**Task details**
Repeat verbatim every line of the material, beginning at the line that holds "Objective — one point per instance of the folding" and ending at its last line.

*****

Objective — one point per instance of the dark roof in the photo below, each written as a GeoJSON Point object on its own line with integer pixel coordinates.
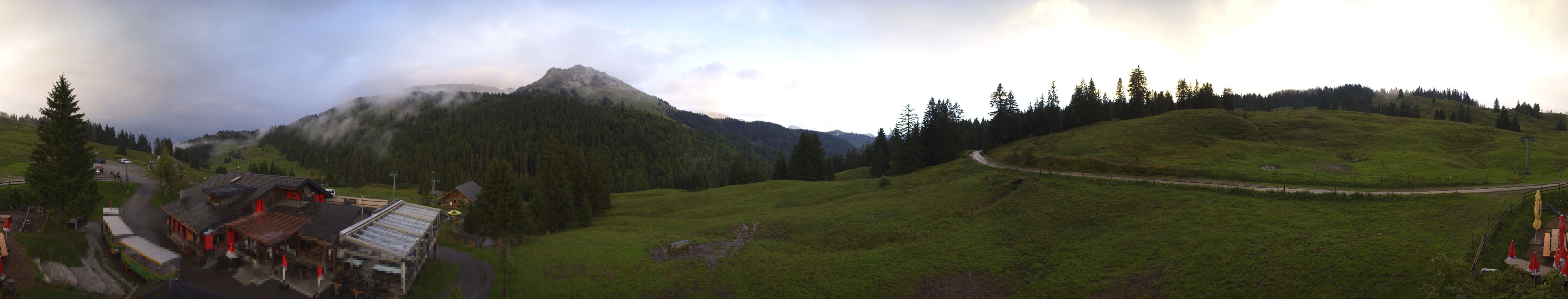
{"type": "Point", "coordinates": [195, 210]}
{"type": "Point", "coordinates": [236, 196]}
{"type": "Point", "coordinates": [470, 190]}
{"type": "Point", "coordinates": [181, 290]}
{"type": "Point", "coordinates": [327, 219]}
{"type": "Point", "coordinates": [269, 227]}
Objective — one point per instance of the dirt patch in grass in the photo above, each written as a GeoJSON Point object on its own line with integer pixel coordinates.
{"type": "Point", "coordinates": [18, 218]}
{"type": "Point", "coordinates": [567, 271]}
{"type": "Point", "coordinates": [1334, 167]}
{"type": "Point", "coordinates": [973, 210]}
{"type": "Point", "coordinates": [1138, 286]}
{"type": "Point", "coordinates": [709, 251]}
{"type": "Point", "coordinates": [20, 265]}
{"type": "Point", "coordinates": [968, 286]}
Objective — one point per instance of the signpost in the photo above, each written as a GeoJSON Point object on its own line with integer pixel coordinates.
{"type": "Point", "coordinates": [1528, 141]}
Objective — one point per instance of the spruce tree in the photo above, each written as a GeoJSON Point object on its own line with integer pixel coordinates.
{"type": "Point", "coordinates": [738, 171]}
{"type": "Point", "coordinates": [499, 211]}
{"type": "Point", "coordinates": [905, 147]}
{"type": "Point", "coordinates": [1503, 120]}
{"type": "Point", "coordinates": [781, 167]}
{"type": "Point", "coordinates": [806, 163]}
{"type": "Point", "coordinates": [879, 155]}
{"type": "Point", "coordinates": [168, 174]}
{"type": "Point", "coordinates": [1138, 95]}
{"type": "Point", "coordinates": [1004, 120]}
{"type": "Point", "coordinates": [62, 158]}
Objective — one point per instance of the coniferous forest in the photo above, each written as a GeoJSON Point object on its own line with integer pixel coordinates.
{"type": "Point", "coordinates": [457, 144]}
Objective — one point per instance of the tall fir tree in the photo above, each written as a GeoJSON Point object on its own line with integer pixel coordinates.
{"type": "Point", "coordinates": [781, 167]}
{"type": "Point", "coordinates": [806, 163]}
{"type": "Point", "coordinates": [501, 211]}
{"type": "Point", "coordinates": [1006, 117]}
{"type": "Point", "coordinates": [879, 155]}
{"type": "Point", "coordinates": [1138, 95]}
{"type": "Point", "coordinates": [62, 160]}
{"type": "Point", "coordinates": [1503, 120]}
{"type": "Point", "coordinates": [905, 147]}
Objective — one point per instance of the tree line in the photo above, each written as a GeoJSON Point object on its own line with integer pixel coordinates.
{"type": "Point", "coordinates": [942, 134]}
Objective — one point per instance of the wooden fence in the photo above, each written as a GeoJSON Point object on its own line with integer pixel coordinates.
{"type": "Point", "coordinates": [24, 182]}
{"type": "Point", "coordinates": [1497, 222]}
{"type": "Point", "coordinates": [358, 202]}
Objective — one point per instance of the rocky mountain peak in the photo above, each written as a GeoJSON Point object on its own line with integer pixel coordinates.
{"type": "Point", "coordinates": [593, 86]}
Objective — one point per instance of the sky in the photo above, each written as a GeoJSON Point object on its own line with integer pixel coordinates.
{"type": "Point", "coordinates": [189, 68]}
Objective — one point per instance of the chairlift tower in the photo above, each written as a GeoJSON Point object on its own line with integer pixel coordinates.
{"type": "Point", "coordinates": [1528, 141]}
{"type": "Point", "coordinates": [394, 186]}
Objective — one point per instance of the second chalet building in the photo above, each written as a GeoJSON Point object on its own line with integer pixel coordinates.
{"type": "Point", "coordinates": [266, 221]}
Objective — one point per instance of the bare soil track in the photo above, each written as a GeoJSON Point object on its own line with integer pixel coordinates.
{"type": "Point", "coordinates": [1256, 186]}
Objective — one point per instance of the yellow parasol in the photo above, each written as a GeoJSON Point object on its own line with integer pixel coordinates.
{"type": "Point", "coordinates": [1537, 210]}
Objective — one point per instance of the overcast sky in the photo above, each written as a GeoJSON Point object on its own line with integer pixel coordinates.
{"type": "Point", "coordinates": [189, 68]}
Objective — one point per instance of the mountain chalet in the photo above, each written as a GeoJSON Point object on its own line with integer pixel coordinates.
{"type": "Point", "coordinates": [288, 227]}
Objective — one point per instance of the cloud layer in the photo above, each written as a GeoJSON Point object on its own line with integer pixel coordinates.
{"type": "Point", "coordinates": [189, 68]}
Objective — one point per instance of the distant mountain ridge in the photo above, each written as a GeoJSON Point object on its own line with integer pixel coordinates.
{"type": "Point", "coordinates": [595, 86]}
{"type": "Point", "coordinates": [852, 138]}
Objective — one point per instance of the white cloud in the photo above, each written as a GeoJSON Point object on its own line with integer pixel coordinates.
{"type": "Point", "coordinates": [183, 70]}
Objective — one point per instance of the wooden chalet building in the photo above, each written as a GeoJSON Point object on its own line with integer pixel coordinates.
{"type": "Point", "coordinates": [462, 196]}
{"type": "Point", "coordinates": [272, 221]}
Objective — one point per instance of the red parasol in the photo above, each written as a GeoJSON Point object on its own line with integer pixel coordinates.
{"type": "Point", "coordinates": [1511, 251]}
{"type": "Point", "coordinates": [1536, 267]}
{"type": "Point", "coordinates": [1562, 257]}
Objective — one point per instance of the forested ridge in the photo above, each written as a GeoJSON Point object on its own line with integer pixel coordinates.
{"type": "Point", "coordinates": [460, 142]}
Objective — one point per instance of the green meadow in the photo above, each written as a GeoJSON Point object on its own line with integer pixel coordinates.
{"type": "Point", "coordinates": [949, 232]}
{"type": "Point", "coordinates": [1310, 147]}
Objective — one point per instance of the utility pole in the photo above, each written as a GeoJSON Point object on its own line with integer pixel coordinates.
{"type": "Point", "coordinates": [433, 182]}
{"type": "Point", "coordinates": [1526, 153]}
{"type": "Point", "coordinates": [394, 185]}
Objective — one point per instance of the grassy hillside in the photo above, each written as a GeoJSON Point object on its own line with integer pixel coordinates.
{"type": "Point", "coordinates": [18, 141]}
{"type": "Point", "coordinates": [951, 232]}
{"type": "Point", "coordinates": [253, 155]}
{"type": "Point", "coordinates": [1312, 147]}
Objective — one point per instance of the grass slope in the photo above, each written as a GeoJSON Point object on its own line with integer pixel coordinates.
{"type": "Point", "coordinates": [1054, 237]}
{"type": "Point", "coordinates": [18, 141]}
{"type": "Point", "coordinates": [1313, 147]}
{"type": "Point", "coordinates": [60, 243]}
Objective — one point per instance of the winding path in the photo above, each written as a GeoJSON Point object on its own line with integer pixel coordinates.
{"type": "Point", "coordinates": [474, 276]}
{"type": "Point", "coordinates": [1256, 186]}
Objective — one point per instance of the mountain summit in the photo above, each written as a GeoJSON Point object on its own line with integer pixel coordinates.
{"type": "Point", "coordinates": [595, 86]}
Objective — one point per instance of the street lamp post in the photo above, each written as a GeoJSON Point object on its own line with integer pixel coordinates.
{"type": "Point", "coordinates": [1528, 141]}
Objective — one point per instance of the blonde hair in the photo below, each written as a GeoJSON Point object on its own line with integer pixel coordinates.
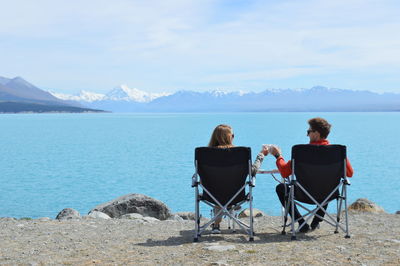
{"type": "Point", "coordinates": [221, 137]}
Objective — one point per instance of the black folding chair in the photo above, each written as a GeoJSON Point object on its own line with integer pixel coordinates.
{"type": "Point", "coordinates": [223, 175]}
{"type": "Point", "coordinates": [318, 177]}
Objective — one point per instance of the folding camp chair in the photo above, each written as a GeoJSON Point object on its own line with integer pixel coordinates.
{"type": "Point", "coordinates": [224, 175]}
{"type": "Point", "coordinates": [318, 177]}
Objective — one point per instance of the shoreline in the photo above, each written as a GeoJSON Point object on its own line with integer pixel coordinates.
{"type": "Point", "coordinates": [375, 241]}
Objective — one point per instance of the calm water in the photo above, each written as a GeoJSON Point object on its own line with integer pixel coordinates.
{"type": "Point", "coordinates": [52, 161]}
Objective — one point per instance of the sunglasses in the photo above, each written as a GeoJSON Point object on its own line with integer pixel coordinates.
{"type": "Point", "coordinates": [309, 131]}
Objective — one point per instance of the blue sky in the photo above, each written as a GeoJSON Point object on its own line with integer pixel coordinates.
{"type": "Point", "coordinates": [169, 45]}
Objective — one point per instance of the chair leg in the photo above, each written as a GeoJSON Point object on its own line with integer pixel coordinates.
{"type": "Point", "coordinates": [292, 209]}
{"type": "Point", "coordinates": [346, 213]}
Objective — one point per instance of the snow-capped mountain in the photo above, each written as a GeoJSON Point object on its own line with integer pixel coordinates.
{"type": "Point", "coordinates": [124, 93]}
{"type": "Point", "coordinates": [318, 98]}
{"type": "Point", "coordinates": [120, 93]}
{"type": "Point", "coordinates": [83, 96]}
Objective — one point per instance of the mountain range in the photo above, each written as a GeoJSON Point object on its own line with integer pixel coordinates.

*****

**Written solution**
Objective — one point per instance of the folding camp chair in the photo above, each written as a GeoJSON Point object on its own line with integer pixel coordinates.
{"type": "Point", "coordinates": [224, 175]}
{"type": "Point", "coordinates": [318, 177]}
Objective — one point per instance of the shoreline in the photo above, each written as a GeoJSON Point object on its own line with integer pixel coordinates.
{"type": "Point", "coordinates": [375, 241]}
Objective — one point per instance of the calm water in the photo above, each written as a GeoJSON Point object on its own line with integer pixel coordinates.
{"type": "Point", "coordinates": [52, 161]}
Objective — one point per instance of the sunglasses in the photo above, each written as a GeoJSON Point object on its own line with integer pixel coordinates.
{"type": "Point", "coordinates": [309, 131]}
Objective — one point per instance of the blue sky in the photo above, each written as a GeoJSON Point object on its own line with integer pixel coordinates.
{"type": "Point", "coordinates": [169, 45]}
Objective — one point per instance of the chair leg in the photo above, each written as a GeoJSON Point object on its own line with integer pixel coordinates.
{"type": "Point", "coordinates": [292, 209]}
{"type": "Point", "coordinates": [346, 213]}
Objective — one point per instance of the snow-capped mountain in the photo above, each written as a GeoJSON Point object on its own line with integer pixel coordinates.
{"type": "Point", "coordinates": [124, 93]}
{"type": "Point", "coordinates": [318, 98]}
{"type": "Point", "coordinates": [120, 93]}
{"type": "Point", "coordinates": [83, 96]}
Objective — one point per instance of the mountain range in the photo above, each written as a GeoJSON Point object on its own line with integer pixel coordinates.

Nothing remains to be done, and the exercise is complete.